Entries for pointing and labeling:

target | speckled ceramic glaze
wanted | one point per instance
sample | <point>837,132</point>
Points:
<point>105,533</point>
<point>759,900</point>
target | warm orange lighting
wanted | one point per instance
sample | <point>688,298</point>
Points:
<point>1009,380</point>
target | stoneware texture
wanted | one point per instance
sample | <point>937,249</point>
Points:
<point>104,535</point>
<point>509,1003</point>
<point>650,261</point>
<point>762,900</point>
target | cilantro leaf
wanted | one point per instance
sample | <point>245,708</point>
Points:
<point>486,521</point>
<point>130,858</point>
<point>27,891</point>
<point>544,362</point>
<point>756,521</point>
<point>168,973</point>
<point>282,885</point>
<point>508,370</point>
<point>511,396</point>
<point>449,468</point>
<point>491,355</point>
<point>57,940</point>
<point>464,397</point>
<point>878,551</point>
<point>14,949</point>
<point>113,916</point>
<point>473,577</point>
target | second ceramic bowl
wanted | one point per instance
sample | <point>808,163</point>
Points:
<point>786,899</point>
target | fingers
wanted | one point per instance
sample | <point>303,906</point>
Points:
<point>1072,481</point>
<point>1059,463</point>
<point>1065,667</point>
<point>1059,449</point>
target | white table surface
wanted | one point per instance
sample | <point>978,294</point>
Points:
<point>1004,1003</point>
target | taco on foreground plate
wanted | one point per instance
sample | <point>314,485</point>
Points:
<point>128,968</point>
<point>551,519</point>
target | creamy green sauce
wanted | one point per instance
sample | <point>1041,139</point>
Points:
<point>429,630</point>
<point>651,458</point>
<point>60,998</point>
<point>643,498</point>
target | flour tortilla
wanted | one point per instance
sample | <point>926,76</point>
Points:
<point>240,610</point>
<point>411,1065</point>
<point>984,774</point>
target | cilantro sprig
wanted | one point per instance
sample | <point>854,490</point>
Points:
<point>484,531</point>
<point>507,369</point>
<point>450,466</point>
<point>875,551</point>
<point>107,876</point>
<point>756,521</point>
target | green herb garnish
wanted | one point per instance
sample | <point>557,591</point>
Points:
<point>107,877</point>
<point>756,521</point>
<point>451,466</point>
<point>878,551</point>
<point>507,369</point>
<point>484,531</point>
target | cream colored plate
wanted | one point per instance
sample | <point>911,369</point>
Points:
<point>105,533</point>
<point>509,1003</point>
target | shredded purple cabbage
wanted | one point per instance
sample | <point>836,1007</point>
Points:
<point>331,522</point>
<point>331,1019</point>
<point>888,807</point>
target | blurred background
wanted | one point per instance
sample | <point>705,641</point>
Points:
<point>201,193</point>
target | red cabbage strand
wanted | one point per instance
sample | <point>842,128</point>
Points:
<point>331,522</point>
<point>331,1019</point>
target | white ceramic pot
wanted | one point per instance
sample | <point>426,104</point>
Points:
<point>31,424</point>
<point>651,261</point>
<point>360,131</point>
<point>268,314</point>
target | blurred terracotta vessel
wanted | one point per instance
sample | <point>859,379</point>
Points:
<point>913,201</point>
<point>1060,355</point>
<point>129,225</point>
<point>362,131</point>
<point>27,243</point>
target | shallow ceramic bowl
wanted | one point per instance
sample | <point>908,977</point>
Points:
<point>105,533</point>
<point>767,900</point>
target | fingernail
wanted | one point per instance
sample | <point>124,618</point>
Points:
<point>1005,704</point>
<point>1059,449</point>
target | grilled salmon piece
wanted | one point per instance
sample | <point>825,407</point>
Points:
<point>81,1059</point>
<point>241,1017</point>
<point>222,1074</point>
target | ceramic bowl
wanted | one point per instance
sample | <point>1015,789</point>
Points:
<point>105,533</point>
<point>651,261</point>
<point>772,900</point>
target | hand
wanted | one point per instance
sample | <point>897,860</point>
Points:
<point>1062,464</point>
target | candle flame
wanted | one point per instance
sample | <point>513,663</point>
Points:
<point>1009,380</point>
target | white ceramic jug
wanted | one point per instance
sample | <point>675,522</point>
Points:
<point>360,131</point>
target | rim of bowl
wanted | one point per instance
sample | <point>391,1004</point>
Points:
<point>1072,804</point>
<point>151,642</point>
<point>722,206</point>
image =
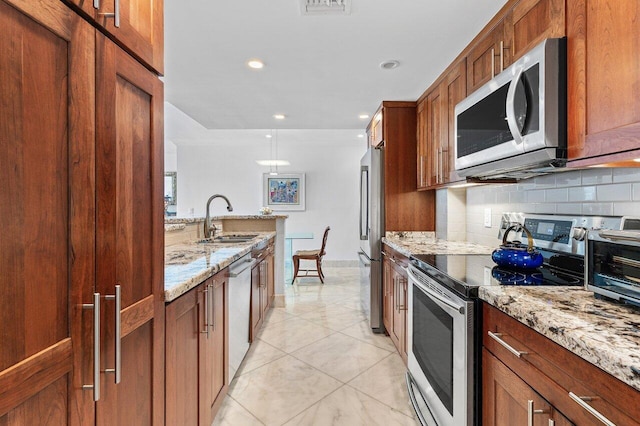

> **Stated problem**
Copy every entry above word for word, omitting the pictures.

> **Solution to the problem**
target | speckled ceramic glaze
wanted | one point per instance
sample | <point>837,132</point>
Points:
<point>105,533</point>
<point>759,900</point>
target | warm orange lighting
wanted | one point per instance
sample | <point>688,298</point>
Points:
<point>1009,380</point>
target | stoneware texture
wanted | one point per instance
sample | <point>937,249</point>
Points:
<point>104,535</point>
<point>509,1003</point>
<point>650,261</point>
<point>762,900</point>
target | cilantro leaf
wanted | one point per instance
sample | <point>245,708</point>
Points:
<point>486,521</point>
<point>130,858</point>
<point>27,891</point>
<point>544,362</point>
<point>756,521</point>
<point>168,973</point>
<point>282,885</point>
<point>508,370</point>
<point>511,396</point>
<point>449,468</point>
<point>491,355</point>
<point>57,940</point>
<point>464,397</point>
<point>878,551</point>
<point>14,949</point>
<point>113,916</point>
<point>473,577</point>
target | second ceramic bowl
wanted | one point per instance
sample | <point>808,163</point>
Points:
<point>786,899</point>
target | fingers
wanted | one point per instance
sample | <point>303,906</point>
Points:
<point>1072,481</point>
<point>1059,463</point>
<point>1065,667</point>
<point>1059,449</point>
target | white table surface
wanted | one point per instance
sample | <point>978,294</point>
Points:
<point>1004,1003</point>
target | taco on foreground plate
wanted | one point per instance
sample | <point>314,485</point>
Points:
<point>128,968</point>
<point>551,519</point>
target | creamy green sauce
wanted | one point per instance
sample | <point>1041,139</point>
Points:
<point>429,630</point>
<point>651,458</point>
<point>60,998</point>
<point>643,498</point>
target | flour tortilla
wanted | one point per instance
sample | <point>926,76</point>
Points:
<point>240,610</point>
<point>411,1065</point>
<point>984,774</point>
target | cilantro sprig
wanted | one point per instance
sample | <point>854,490</point>
Points:
<point>484,531</point>
<point>507,369</point>
<point>450,466</point>
<point>875,551</point>
<point>107,876</point>
<point>756,521</point>
target | green herb garnish
wanted | one point per instance
sample | <point>557,591</point>
Points:
<point>107,877</point>
<point>756,521</point>
<point>451,466</point>
<point>878,551</point>
<point>507,369</point>
<point>484,531</point>
target | cream colored plate
wanted | one point per instance
sample | <point>911,369</point>
Points:
<point>105,533</point>
<point>509,1003</point>
target | shredded purple cabbage
wanted | one point per instance
sample | <point>836,1007</point>
Points:
<point>331,522</point>
<point>331,1019</point>
<point>888,807</point>
target | blurred background
wanted | one point per instance
sample | <point>705,641</point>
Points:
<point>201,193</point>
target | red cabbage strand
wanted | one point per instance
sample | <point>842,128</point>
Points:
<point>331,522</point>
<point>331,1019</point>
target | white ceramic pot
wanted | one point per instance
sample | <point>426,104</point>
Points:
<point>31,424</point>
<point>651,261</point>
<point>360,131</point>
<point>268,314</point>
target | blurred terracotta vessel
wanted | one point per instance
sample | <point>859,379</point>
Points:
<point>913,201</point>
<point>1060,355</point>
<point>129,225</point>
<point>362,131</point>
<point>27,243</point>
target | shallow ceramic bowl
wanted | one point per instance
sample | <point>908,977</point>
Points:
<point>105,533</point>
<point>767,900</point>
target | fingernail
wanted | one point per instance
sample | <point>124,618</point>
Points:
<point>1005,704</point>
<point>1059,449</point>
target | grilled salmon piece
wanted | one point per instance
sample | <point>825,407</point>
Points:
<point>81,1059</point>
<point>241,1017</point>
<point>222,1074</point>
target | ceramic bowl
wanted | one point per instance
sample | <point>1015,789</point>
Points:
<point>105,533</point>
<point>651,261</point>
<point>772,900</point>
target | hand
wanted | one point per instance
sample | <point>897,860</point>
Points:
<point>1062,464</point>
target | candle flame
wanted | one point per instance
sample | <point>513,663</point>
Points:
<point>1009,380</point>
target | white ceramic jug
wanted | one point per instance
sample | <point>675,522</point>
Points:
<point>360,131</point>
target | rim of bowl
wanted | one point per instance
sample | <point>391,1004</point>
Points:
<point>1072,804</point>
<point>151,642</point>
<point>722,206</point>
image =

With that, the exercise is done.